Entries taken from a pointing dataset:
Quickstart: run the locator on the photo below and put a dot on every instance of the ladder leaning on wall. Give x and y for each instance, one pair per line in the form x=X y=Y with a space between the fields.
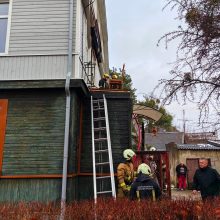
x=103 y=172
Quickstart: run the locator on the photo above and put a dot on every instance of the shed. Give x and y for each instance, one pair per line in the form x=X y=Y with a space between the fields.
x=190 y=154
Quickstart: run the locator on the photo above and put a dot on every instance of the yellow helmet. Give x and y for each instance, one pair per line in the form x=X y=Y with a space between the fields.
x=105 y=75
x=144 y=168
x=128 y=154
x=114 y=76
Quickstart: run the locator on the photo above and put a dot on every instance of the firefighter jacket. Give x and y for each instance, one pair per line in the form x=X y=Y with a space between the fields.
x=207 y=180
x=144 y=187
x=125 y=177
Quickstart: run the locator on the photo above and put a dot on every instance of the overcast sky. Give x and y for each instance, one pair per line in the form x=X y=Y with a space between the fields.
x=134 y=27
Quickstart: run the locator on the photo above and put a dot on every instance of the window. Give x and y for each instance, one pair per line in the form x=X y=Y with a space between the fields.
x=4 y=8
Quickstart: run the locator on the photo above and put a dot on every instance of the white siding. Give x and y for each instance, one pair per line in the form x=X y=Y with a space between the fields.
x=33 y=67
x=39 y=27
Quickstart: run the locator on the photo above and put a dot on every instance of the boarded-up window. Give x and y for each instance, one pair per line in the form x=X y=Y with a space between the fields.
x=3 y=119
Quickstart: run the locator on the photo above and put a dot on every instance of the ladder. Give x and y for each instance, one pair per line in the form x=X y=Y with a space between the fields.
x=101 y=149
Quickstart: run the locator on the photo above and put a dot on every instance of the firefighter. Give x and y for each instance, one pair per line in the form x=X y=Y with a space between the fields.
x=103 y=82
x=125 y=173
x=144 y=187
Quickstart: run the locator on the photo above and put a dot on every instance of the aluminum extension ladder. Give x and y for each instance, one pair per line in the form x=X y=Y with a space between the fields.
x=101 y=150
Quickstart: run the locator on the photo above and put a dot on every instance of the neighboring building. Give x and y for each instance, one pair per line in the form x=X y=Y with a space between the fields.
x=162 y=138
x=200 y=138
x=41 y=45
x=190 y=154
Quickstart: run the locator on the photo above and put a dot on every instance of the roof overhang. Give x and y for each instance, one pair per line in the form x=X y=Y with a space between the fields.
x=147 y=112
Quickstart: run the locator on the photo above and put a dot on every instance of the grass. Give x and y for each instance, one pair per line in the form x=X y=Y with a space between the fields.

## THE PROBLEM:
Transcribe every line of the data above verbatim, omitting the picture.

## RESPONSE BELOW:
Quickstart: run the locator on the photo below and put a dot on every instance of the ladder leaning on wall. Give x and y for each instance, one pair per line in the form x=X y=Y with a space between the fields.
x=103 y=172
Quickstart: run the locator on the photo above and put a dot on every instance of the shed. Give x and y for each instance, one pair per line in the form x=X y=Y with a space between the fields.
x=190 y=154
Quickstart: run the locator on the photo above and put a dot on every instance of the yellow helmet. Give x and y for each instance, one pair per line in the form x=X y=Y with a space between the fields.
x=105 y=75
x=144 y=168
x=128 y=154
x=114 y=76
Quickstart: run the locator on the photo above and put a dot on every instance of the firefighter jacket. Give x and y for each instance, one pair per line in the form x=X y=Y with a space between the fields.
x=207 y=180
x=144 y=187
x=125 y=177
Quickstart: run the locator on the photo above and put a dot on every instance of the overcast sky. Give x and y for each instance, one pair per line in the form x=X y=Y with a space between the fields.
x=134 y=27
Quickstart: run the locator on the photo above and put a dot on every instance of the window. Give x and y for each instance, one pair per line in the form x=X y=Y with a space between the fields.
x=4 y=8
Quickstart: run the locator on the photo above and put a dot on every instance of the white siding. Give x and y for each instance, one pair per line in the form x=X y=Y with a space between the fields.
x=33 y=67
x=39 y=27
Quickstart: run the locator on the photo above and put a dot on every instance of the boarded-up window. Give x and y for each instance, one pair per line in the form x=X y=Y with a space between the fields.
x=3 y=119
Quickstart: run the locator on the photo above and put a dot on every instance of the ladder. Give x and y for each instance, one pair per line in the form x=X y=Y with a space between the fields.
x=101 y=149
Quickstart: run the locator on the photo above and put a dot on every instance of the firefighter. Give x and y for each instance, one pair per line in the form x=X y=Y with a space between the fields.
x=103 y=82
x=125 y=173
x=144 y=187
Quickstart: run the locator on the photo above and put a dot on every instance of the aluminum extension ladder. Give x and y for each instance, one pair per line in the form x=X y=Y with a space between the fields.
x=101 y=150
Quickstart: run the locator on the photo above and put a dot on every instance of the neighboring building. Give x and y for each instance, one pair per line in the form x=X y=Y with a space between the fields.
x=162 y=138
x=200 y=138
x=41 y=45
x=190 y=154
Quickstart: run the locator on the photo above and put a dot on every instance of the roof overhang. Give x and y for each instance, one pair per line in the form x=X y=Y with a space between the fields.
x=147 y=112
Quickstart: run the locator on the photo above and put a dot on every instance of the grass. Give x and y for each instance, one pair per line in the form x=X y=Y with a space between the fields.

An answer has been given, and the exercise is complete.